◆ Task goal
Line by line, print the records exactly, and keep images out of the copy.

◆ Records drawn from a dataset
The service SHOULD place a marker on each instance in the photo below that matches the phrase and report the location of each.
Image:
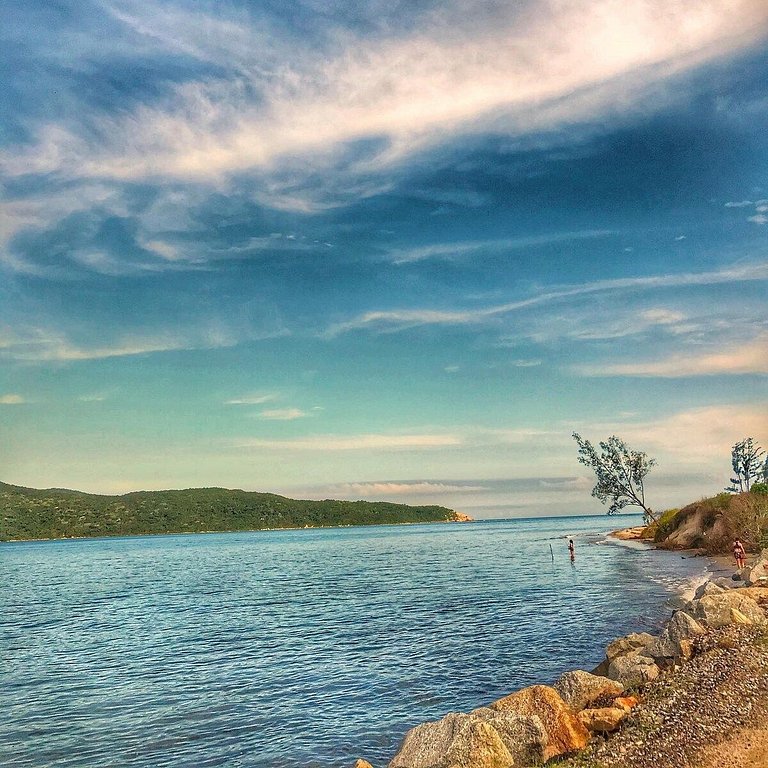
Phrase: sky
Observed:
(382, 250)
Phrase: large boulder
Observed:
(757, 573)
(524, 736)
(565, 732)
(758, 594)
(456, 741)
(637, 641)
(580, 689)
(717, 610)
(669, 645)
(603, 719)
(633, 669)
(708, 588)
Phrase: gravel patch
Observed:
(711, 712)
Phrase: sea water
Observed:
(301, 648)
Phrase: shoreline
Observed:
(463, 519)
(694, 696)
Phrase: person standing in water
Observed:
(739, 554)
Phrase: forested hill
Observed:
(27, 513)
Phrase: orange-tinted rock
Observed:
(456, 741)
(602, 720)
(627, 703)
(580, 689)
(565, 732)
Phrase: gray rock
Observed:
(668, 645)
(729, 583)
(718, 610)
(633, 669)
(757, 573)
(708, 588)
(456, 740)
(525, 737)
(629, 644)
(580, 689)
(484, 738)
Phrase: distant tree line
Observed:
(27, 513)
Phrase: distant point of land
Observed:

◆ Task result
The service SHOULD place a marker on each instance in the photo below that matches the phrase and report the location of each.
Image:
Phrase: sky
Observed:
(382, 250)
Phrase: large boulder
Observed:
(757, 573)
(524, 736)
(565, 732)
(758, 594)
(456, 741)
(637, 641)
(580, 689)
(717, 610)
(669, 645)
(603, 719)
(633, 669)
(708, 588)
Phrase: gravel patch
Observed:
(711, 712)
Phrase: sea water
Observed:
(301, 648)
Phrase: shoreline
Observed:
(463, 519)
(694, 696)
Phrase: person standing in water
Observed:
(739, 554)
Phrase: forested hill
Observed:
(27, 513)
Phrase: orange-tinted rock
Observed:
(456, 741)
(602, 720)
(627, 703)
(580, 689)
(565, 732)
Phrase: gray rock
Observed:
(668, 645)
(729, 583)
(718, 610)
(633, 669)
(757, 573)
(708, 588)
(456, 740)
(525, 737)
(629, 644)
(580, 689)
(484, 738)
Phrase: distant tree line
Observed:
(27, 513)
Phrase: distant point of land
Observed:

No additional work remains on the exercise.